▸ Aim of the exercise
Print this span of the material below exactly: the line with "Task: list a point for each instance of the human", the line with "Task: list a point for each instance of the woman, one", and every line between them, but nothing else.

▸ Input for this task
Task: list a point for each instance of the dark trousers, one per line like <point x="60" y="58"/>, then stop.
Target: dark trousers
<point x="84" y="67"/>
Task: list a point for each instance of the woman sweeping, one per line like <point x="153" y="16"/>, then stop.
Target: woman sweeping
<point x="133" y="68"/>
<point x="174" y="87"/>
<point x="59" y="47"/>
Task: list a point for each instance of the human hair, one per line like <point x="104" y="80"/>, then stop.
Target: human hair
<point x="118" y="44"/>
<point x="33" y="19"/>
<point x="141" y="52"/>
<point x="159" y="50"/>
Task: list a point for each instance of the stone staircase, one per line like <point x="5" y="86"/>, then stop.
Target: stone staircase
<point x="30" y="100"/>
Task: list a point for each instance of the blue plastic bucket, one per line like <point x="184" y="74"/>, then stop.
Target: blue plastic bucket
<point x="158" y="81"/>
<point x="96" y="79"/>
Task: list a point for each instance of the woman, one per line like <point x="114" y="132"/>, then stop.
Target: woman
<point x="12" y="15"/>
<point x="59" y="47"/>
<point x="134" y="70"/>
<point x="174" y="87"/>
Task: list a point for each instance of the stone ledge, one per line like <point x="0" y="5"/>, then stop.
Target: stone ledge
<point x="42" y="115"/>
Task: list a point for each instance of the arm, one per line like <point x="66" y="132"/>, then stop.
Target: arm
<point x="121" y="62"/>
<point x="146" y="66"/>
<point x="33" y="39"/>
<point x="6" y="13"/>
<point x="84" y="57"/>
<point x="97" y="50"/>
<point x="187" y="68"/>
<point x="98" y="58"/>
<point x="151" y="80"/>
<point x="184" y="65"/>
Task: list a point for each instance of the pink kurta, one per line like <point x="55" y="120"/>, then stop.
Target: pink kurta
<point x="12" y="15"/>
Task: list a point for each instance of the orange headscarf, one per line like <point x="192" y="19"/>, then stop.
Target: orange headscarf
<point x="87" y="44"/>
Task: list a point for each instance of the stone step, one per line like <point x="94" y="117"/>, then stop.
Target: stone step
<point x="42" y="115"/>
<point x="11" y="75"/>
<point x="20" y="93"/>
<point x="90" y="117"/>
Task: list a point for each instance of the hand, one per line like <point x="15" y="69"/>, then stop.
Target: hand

▸ Answer area
Task: list a point for each instance of the human hair, one per line like <point x="104" y="80"/>, then stop.
Target: human hair
<point x="118" y="44"/>
<point x="33" y="19"/>
<point x="141" y="52"/>
<point x="159" y="50"/>
Task: list a point for each instance of the stone staircase, one per line like <point x="5" y="86"/>, then stop.
Target: stone staircase
<point x="30" y="100"/>
Task: list a point for each instance of the blue plastic bucket, one per line like <point x="184" y="74"/>, then stop.
Target: blue plastic bucket
<point x="158" y="81"/>
<point x="96" y="79"/>
Task: list a point for each instance of the woman, one per line like <point x="114" y="132"/>, then stop.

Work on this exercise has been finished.